* [Short exercise]
Repeat verbatim every line of the material, beginning at the line that holds "of the blue" and ending at its last line.

* [Information given]
(begin)
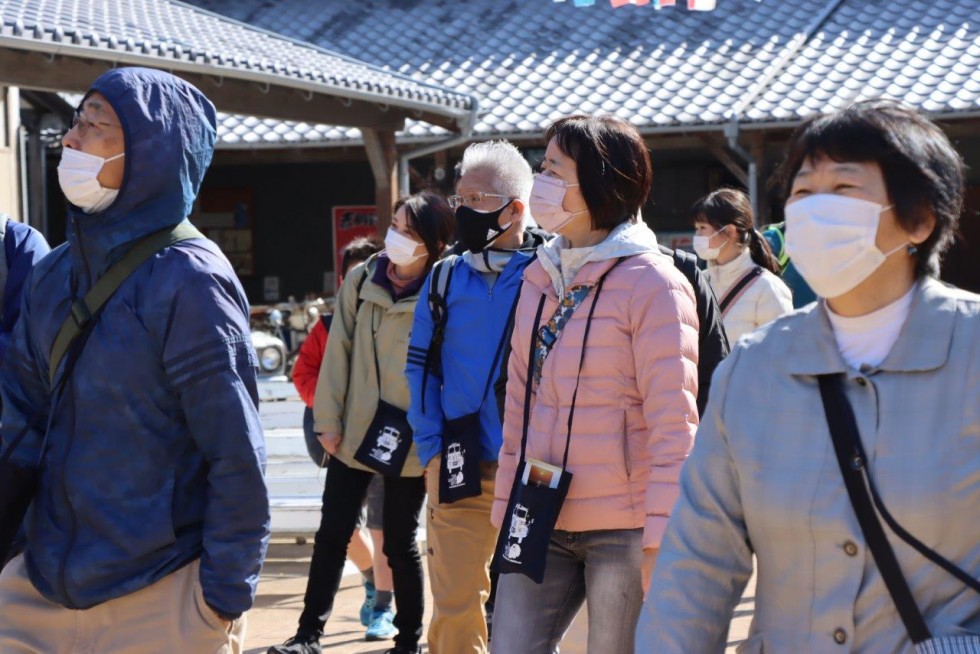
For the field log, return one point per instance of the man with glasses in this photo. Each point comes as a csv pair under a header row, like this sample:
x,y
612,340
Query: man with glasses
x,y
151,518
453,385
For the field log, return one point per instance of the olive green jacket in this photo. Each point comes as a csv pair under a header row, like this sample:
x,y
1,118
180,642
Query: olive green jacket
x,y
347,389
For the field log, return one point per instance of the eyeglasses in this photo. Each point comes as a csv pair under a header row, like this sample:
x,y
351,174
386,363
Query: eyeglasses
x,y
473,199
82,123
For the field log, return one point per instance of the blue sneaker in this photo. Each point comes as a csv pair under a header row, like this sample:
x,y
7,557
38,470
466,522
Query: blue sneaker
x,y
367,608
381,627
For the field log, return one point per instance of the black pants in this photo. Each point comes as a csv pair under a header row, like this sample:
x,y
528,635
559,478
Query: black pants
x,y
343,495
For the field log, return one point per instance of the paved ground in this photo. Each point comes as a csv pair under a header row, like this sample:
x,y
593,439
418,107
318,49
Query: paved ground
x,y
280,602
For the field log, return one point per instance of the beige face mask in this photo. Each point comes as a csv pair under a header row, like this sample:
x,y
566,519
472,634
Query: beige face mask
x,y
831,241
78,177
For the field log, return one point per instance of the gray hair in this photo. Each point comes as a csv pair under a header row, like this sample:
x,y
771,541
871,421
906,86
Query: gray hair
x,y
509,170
(end)
* [Solution for this task]
For the field log, return one point per instance of the blue sneaker in this photo. Each point comes as a csv pair under a header row, like this sample:
x,y
7,557
38,470
466,522
Query: blue sneaker
x,y
367,608
381,627
For the field log, return one point per instance of the black pants in this photo. Each point comes as a csv pair under a header row, like this sample:
x,y
528,635
559,478
Query: black pants
x,y
343,495
For the field log, return one point per instance of the paved ground in this photo. Each point comes as a csv pair under a header row, like this sample:
x,y
593,439
418,107
318,49
Query: paved ground
x,y
280,602
For the field log, return one point per instance of the beige face mask in this photo. Each point comes as a csv pair under a header row, like this sample:
x,y
566,519
472,634
Query: beige face mask
x,y
831,241
78,177
For the field log, return one point per instance of the gray hair in this photo. Each point comes as a csv pair under a header row, like this sample:
x,y
771,541
871,421
906,86
Query: gray hair
x,y
509,170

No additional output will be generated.